Given request:
Please transcribe the campaign finance passage from "Open-Seat Candidates" to "politically threatening circumstances.".

Passage given:
========
Campaign Finance

Hundreds of millions of dollars are spent on elections every year in the United States of America. While candidates in presidential elections tend to spend roughly the same amount of money on their campaigns, there are sometimes huge disparities between congressional candidates. In general, incumbents raise money much more easily than challengers. During the 2004 election cycle, House and Senate incumbents raised and spent more than $680 million on their campaigns compared to only the $192 million spent by challengers. The average Senate incumbent raised more than $8 million, compared to less than $1 million for the average challenger. House incumbents also outpaced their challengers by a healthy campaign spending margin, raising an average of about $1.1 million compared to less than $200,000 for challengers. This huge disparity in spending in favor of incumbents is facilitated in large part by a huge advantage in raising money from political action committees (PACs), the divisions of interest groups that are legally registered and authorized to donate money to candidates for federal office. PACs generally give more than three-quarters of their money to incumbents.

2004 Congressional Election Spending

Candidate Status

U.S. House

U.S. Senate







Open-Seat Candidates




SOURCE: Federal Election Commission

Partly due to the large amounts of money they raise and partly due to their generally popular reputations and political experience, House incumbents win about 95% of the time and Senate incumbents win about 90% of the time. Spending large amounts of money, however, does not guarantee that an incumbent will win. In fact, incumbents generally do not have to raise and spend exorbitant amounts of money on their campaigns unless they are facing a serious challenge. Many incumbents who lose reelection bids do so while spending more money on their campaigns than ever before. When an incumbent is in trouble and facing strong competition he or she is compelled to raise and spend much more than they would in less politically threatening circumstances.
========
Items:
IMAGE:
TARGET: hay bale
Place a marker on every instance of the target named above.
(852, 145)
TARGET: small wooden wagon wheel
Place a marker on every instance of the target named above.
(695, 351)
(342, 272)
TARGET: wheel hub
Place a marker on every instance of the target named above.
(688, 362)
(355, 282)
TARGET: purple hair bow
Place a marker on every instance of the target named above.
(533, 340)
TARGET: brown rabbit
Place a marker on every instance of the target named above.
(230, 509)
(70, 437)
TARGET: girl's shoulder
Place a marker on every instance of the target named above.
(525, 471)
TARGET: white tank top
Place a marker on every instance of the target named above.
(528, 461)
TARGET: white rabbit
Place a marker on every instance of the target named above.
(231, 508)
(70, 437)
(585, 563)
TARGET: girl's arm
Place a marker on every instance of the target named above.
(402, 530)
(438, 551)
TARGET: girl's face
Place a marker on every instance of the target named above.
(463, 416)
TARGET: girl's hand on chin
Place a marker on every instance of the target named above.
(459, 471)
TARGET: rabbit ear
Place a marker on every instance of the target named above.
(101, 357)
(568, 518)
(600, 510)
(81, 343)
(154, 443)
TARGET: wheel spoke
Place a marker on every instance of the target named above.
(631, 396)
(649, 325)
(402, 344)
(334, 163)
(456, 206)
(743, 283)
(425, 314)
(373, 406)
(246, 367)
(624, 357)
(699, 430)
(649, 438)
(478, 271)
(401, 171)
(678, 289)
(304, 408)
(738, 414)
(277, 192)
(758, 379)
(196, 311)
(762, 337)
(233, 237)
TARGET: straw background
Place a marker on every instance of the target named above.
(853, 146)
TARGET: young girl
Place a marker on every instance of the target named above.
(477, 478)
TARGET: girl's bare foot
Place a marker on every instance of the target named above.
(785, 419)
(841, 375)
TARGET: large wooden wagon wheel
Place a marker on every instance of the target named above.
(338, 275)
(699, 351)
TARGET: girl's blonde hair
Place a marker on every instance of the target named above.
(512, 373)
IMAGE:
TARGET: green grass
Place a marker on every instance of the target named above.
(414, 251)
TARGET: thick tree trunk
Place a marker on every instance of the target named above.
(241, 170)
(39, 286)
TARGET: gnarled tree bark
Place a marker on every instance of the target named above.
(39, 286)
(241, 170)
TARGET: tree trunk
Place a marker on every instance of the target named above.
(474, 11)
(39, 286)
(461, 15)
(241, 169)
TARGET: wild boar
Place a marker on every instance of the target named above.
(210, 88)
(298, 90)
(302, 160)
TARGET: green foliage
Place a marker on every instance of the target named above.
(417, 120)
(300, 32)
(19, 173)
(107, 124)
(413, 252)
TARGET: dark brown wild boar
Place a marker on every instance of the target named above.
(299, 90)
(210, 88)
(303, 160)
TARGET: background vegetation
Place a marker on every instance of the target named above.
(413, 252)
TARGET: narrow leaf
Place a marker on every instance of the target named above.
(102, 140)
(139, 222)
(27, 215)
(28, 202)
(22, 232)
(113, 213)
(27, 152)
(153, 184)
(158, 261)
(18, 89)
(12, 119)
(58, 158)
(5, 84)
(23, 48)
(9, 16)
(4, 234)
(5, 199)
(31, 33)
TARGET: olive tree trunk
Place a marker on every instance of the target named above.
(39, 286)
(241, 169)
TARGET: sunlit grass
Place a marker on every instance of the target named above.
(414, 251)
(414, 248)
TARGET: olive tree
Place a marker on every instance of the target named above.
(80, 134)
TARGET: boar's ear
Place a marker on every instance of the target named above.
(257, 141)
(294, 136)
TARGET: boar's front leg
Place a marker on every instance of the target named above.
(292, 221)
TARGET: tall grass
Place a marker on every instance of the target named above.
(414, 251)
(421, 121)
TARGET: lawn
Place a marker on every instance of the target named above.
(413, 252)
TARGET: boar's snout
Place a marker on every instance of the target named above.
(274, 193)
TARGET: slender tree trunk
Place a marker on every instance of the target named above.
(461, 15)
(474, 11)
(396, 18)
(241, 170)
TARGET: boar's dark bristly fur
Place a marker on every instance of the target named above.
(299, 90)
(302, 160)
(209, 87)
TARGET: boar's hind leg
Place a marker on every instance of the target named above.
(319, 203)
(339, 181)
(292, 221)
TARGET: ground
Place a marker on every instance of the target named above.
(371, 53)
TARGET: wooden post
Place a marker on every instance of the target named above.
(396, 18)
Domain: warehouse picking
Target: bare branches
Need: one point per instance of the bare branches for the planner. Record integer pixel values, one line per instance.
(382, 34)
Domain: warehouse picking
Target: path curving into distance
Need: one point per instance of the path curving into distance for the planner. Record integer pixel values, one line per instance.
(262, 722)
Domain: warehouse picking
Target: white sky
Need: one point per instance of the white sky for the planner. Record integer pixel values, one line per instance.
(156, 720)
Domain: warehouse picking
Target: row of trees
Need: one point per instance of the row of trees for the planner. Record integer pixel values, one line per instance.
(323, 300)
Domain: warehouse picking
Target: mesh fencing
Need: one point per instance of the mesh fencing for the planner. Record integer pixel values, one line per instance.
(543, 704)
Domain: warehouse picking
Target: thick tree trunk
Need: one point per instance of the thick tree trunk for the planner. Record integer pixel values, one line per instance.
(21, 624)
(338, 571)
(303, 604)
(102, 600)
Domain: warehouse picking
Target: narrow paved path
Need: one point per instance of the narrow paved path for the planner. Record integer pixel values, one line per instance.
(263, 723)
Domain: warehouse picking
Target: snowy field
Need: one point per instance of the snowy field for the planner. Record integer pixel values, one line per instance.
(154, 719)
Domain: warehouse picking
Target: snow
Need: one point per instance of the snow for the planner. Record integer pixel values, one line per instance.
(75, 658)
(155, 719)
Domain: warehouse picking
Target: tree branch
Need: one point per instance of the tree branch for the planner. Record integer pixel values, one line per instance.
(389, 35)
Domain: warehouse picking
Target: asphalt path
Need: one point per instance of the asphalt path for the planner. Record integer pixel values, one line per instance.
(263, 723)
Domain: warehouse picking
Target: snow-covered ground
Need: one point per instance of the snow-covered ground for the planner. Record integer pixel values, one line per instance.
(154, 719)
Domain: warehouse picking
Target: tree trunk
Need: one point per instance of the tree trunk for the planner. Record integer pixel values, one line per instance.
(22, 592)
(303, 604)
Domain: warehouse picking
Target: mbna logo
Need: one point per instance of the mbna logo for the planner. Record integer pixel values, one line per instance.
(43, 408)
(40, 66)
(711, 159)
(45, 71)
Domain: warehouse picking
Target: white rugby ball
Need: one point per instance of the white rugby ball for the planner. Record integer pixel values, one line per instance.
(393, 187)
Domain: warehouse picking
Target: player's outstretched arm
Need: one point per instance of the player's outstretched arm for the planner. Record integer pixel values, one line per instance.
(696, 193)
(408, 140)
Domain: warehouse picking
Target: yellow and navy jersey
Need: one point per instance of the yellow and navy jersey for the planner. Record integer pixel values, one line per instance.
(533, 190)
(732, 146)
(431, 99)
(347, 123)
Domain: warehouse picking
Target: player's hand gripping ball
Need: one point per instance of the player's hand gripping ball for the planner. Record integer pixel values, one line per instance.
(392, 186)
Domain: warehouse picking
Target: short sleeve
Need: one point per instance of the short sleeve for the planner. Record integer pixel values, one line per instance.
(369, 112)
========
Result of this exercise:
Open-Seat Candidates




SOURCE: Federal Election Commission

Partly due to the large amounts of money they raise and partly due to their generally popular reputations and political experience, House incumbents win about 95% of the time and Senate incumbents win about 90% of the time. Spending large amounts of money, however, does not guarantee that an incumbent will win. In fact, incumbents generally do not have to raise and spend exorbitant amounts of money on their campaigns unless they are facing a serious challenge. Many incumbents who lose reelection bids do so while spending more money on their campaigns than ever before. When an incumbent is in trouble and facing strong competition he or she is compelled to raise and spend much more than they would in less politically threatening circumstances.